• _SOURCE PASSAGE_
Introduction to SQL

Presentation for the LBS Technology Club

Qi-Shan Lim / @qmanic

This presentation is live at http://qlim.github.io/sql-intro (src)

Before we get started

What are we covering today?

  • Relational databases - the basics
  • Simple SELECT queries with WHERE, ORDER BY
  • Aggregation - SUM, AVERAGE, COUNT
  • Simple JOINs

What are we not covering?

  • This is an introduction only!
  • This is not about database design
  • This is a general SQL introduction and not about specific database systems
  • Query builders - they are your friend, don't write SQL unless you have to! But it does help to know what's going on under the hood

What is SQL?

Structured Query Language
is a tool for manipuating data in
relational databases


SELECT firstName, lastName, countryCode, city
FROM Customers
WHERE countryCode="US";
                    

Relational databases are everywhere

Some examples of database systems that use SQL

  • Microsoft Access
  • Microsoft SQL Server
  • Oracle RDBMS
  • IBM DB2
  • SAP Sypbase
  • MySQL
  • PostgreSQL
  • Amazon SimpleDB

Although SQL is standardised, differences do exist between systems

We will be using SQLite in this tutorial but will be using a basic subset of SQL that is broadly universal

Why learn SQL?

In business you might want to:

  • Extract a subset of data from a larger dataset - filter it to only include data you're interested in and maybe sort it while you're at it
  • Transform data by performing calculations on it
  • Summarise complex data (e.g. computing sums or averages)
  • Insert new data or delete existing data from a dataset (out of scope for today)

And of course, databases are at the heart of many mobile and web applications

Why learn SQL

Dilbert.com

What is a relational database?

• _WORK TO DO_
1. Reproduce the part of the SQL introduction that begins at the words "This presentation is" and stops after "an introduction only!".
2. Which database system does the SQL introduction say the tutorial uses?
The listing plays no part in this work.

• _MATERIAL SUPPLIED_
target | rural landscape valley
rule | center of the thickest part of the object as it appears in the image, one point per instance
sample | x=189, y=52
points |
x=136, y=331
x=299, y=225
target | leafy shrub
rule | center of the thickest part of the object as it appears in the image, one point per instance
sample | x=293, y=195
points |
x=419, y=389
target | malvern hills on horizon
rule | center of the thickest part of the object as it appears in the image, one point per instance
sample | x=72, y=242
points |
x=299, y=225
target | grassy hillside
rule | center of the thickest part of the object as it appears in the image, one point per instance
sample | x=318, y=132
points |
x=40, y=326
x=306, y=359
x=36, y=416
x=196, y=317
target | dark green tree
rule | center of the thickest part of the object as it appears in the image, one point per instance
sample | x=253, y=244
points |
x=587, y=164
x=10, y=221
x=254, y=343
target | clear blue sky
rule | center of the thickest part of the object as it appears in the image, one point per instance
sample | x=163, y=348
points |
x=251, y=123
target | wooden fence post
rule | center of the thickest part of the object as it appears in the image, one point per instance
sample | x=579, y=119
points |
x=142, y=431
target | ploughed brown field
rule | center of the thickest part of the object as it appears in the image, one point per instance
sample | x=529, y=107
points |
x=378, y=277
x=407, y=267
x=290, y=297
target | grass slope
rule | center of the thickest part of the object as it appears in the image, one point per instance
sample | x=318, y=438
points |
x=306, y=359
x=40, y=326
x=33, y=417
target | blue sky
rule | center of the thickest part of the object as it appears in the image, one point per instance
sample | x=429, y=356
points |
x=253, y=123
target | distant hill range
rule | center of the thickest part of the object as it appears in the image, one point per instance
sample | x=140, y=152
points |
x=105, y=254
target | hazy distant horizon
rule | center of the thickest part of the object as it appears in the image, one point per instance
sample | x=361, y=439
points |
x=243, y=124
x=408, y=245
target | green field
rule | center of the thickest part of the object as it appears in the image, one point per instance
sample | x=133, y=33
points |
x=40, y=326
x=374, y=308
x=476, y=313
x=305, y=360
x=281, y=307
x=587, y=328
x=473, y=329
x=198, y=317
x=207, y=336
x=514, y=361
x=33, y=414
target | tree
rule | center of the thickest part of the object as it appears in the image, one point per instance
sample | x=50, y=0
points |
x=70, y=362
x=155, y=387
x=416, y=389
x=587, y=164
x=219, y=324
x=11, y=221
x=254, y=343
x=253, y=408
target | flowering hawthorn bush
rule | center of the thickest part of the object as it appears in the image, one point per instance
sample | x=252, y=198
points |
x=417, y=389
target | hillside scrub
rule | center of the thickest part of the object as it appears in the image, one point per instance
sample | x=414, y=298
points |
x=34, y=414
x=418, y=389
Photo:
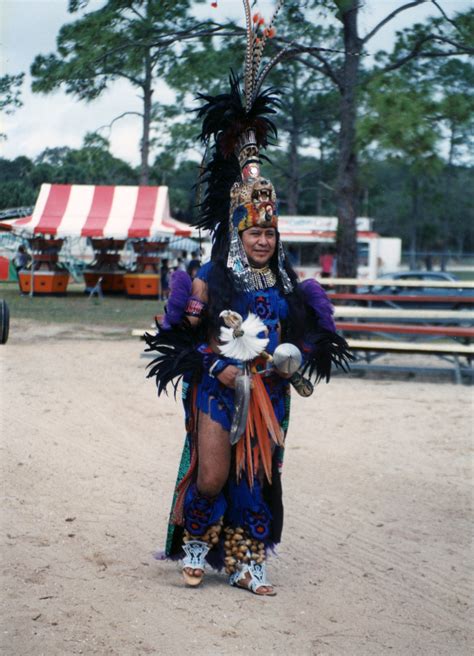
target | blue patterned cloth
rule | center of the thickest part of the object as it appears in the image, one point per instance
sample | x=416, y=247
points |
x=270, y=306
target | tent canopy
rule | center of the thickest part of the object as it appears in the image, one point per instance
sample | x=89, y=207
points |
x=118, y=212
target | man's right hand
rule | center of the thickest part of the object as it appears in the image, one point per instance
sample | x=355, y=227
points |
x=228, y=375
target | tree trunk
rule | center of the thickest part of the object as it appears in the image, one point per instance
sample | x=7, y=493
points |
x=346, y=185
x=145, y=142
x=414, y=223
x=294, y=164
x=294, y=179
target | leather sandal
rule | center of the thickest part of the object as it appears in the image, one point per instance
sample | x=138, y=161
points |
x=258, y=579
x=196, y=552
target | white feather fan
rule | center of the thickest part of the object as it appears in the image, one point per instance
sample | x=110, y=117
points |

• _TASK SOLUTIONS_
1.
This presentation is live at http://qlim.github.io/sql-intro (src)

Before we get started

What are we covering today?

  • Relational databases - the basics
  • Simple SELECT queries with WHERE, ORDER BY
  • Aggregation - SUM, AVERAGE, COUNT
  • Simple JOINs

What are we not covering?

  • This is an introduction only!

2. SQLite.